Wisconsin Democrats Host Press Call Slamming Trump Lawsuit on Preexisting Conditions

Jun 10, 2019

For Immediate Release

June 6, 2019

Contact: Courtney Beyer,

Wisconsin Democrats Host Press Call Slamming Trump Lawsuit on Preexisting Conditions

MADISON — On this date last year, the Trump administration filed court documents in an ongoing GOP lawsuit arguing that protections for preexisting conditions should be ruled unconstitutional before later pushing to overturn the entire ACA — jeopardizing vital health care coverage for people across the country and potentially spiking health care costs for hardworking Wisconsin families.

Today on a press conference call, state Rep. Chris Taylor discussed the importance of the ACA’s protections for people with preexisting conditions, emphasized the importance of expanding Medicaid in Wisconsin, and called out Trump and Republicans for their toxic health care agenda.   

Rep. Chris Taylor: “When the Trump administration files lawsuits to make coverage for preexisting conditions unconstitutional, even though Americans support that coverage by wide margins, and when Republican Assembly Speaker Robin Vos says that he’ll see Medicaid expanded in Wisconsin over his dead body, even though it could cover 82,000 more people in our state, it’s clear that Republicans don’t get it. Since Trump and Republicans don’t have the backs of hardworking Wisconsin families, and voters will hold them accountable.”

Dataset records
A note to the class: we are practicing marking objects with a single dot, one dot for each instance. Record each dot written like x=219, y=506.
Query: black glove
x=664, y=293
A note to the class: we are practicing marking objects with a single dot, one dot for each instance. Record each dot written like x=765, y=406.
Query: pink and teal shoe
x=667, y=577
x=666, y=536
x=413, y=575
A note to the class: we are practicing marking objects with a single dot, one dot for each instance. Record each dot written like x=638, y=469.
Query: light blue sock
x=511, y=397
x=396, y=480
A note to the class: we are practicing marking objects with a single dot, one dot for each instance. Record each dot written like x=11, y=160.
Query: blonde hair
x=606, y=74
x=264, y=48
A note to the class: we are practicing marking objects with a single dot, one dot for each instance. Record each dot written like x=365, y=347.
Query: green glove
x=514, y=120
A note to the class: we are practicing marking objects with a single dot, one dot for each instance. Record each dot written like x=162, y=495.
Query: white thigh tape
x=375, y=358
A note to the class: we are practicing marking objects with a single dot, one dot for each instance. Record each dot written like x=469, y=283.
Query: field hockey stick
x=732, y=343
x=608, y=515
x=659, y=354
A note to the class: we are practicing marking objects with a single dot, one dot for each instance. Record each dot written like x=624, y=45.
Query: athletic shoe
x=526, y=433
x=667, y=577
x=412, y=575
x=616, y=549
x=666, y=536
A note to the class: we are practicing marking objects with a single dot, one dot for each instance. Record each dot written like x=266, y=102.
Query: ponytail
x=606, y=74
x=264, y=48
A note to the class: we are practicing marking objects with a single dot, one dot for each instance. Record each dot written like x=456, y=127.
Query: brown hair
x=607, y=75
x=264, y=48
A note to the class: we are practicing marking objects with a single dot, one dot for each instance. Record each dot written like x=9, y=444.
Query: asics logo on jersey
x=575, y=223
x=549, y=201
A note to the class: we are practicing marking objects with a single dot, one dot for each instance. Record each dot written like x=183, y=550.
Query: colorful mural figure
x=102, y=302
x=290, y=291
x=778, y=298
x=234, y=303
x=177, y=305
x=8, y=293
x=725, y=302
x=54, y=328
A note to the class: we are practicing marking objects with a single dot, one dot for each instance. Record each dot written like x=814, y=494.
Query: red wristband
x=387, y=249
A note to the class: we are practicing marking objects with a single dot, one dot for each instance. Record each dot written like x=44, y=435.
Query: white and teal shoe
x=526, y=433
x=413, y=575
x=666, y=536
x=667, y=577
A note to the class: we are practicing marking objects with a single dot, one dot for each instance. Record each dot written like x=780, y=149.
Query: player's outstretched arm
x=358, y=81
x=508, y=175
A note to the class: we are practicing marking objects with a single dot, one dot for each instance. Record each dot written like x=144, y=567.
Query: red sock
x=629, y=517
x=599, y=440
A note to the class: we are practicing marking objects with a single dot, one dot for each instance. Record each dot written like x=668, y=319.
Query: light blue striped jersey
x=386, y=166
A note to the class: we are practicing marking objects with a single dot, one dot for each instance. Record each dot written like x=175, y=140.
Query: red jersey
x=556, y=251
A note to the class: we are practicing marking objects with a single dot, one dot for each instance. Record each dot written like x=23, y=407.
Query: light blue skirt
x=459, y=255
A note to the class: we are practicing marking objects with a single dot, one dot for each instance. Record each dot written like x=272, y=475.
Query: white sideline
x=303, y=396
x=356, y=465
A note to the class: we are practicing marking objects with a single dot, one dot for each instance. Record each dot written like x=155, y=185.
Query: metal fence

## Goal of the exercise
Reproduce the entire press release word for word. Work only from the press release.

## Result
Wisconsin Democrats Host Press Call Slamming Trump Lawsuit on Preexisting Conditions

Jun 10, 2019

For Immediate Release

June 6, 2019

Contact: Courtney Beyer,

Wisconsin Democrats Host Press Call Slamming Trump Lawsuit on Preexisting Conditions

MADISON — On this date last year, the Trump administration filed court documents in an ongoing GOP lawsuit arguing that protections for preexisting conditions should be ruled unconstitutional before later pushing to overturn the entire ACA — jeopardizing vital health care coverage for people across the country and potentially spiking health care costs for hardworking Wisconsin families.

Today on a press conference call, state Rep. Chris Taylor discussed the importance of the ACA’s protections for people with preexisting conditions, emphasized the importance of expanding Medicaid in Wisconsin, and called out Trump and Republicans for their toxic health care agenda.   

Rep. Chris Taylor: “When the Trump administration files lawsuits to make coverage for preexisting conditions unconstitutional, even though Americans support that coverage by wide margins, and when Republican Assembly Speaker Robin Vos says that he’ll see Medicaid expanded in Wisconsin over his dead body, even though it could cover 82,000 more people in our state, it’s clear that Republicans don’t get it. Since Trump and Republicans don’t have the backs of hardworking Wisconsin families, and voters will hold them accountable.”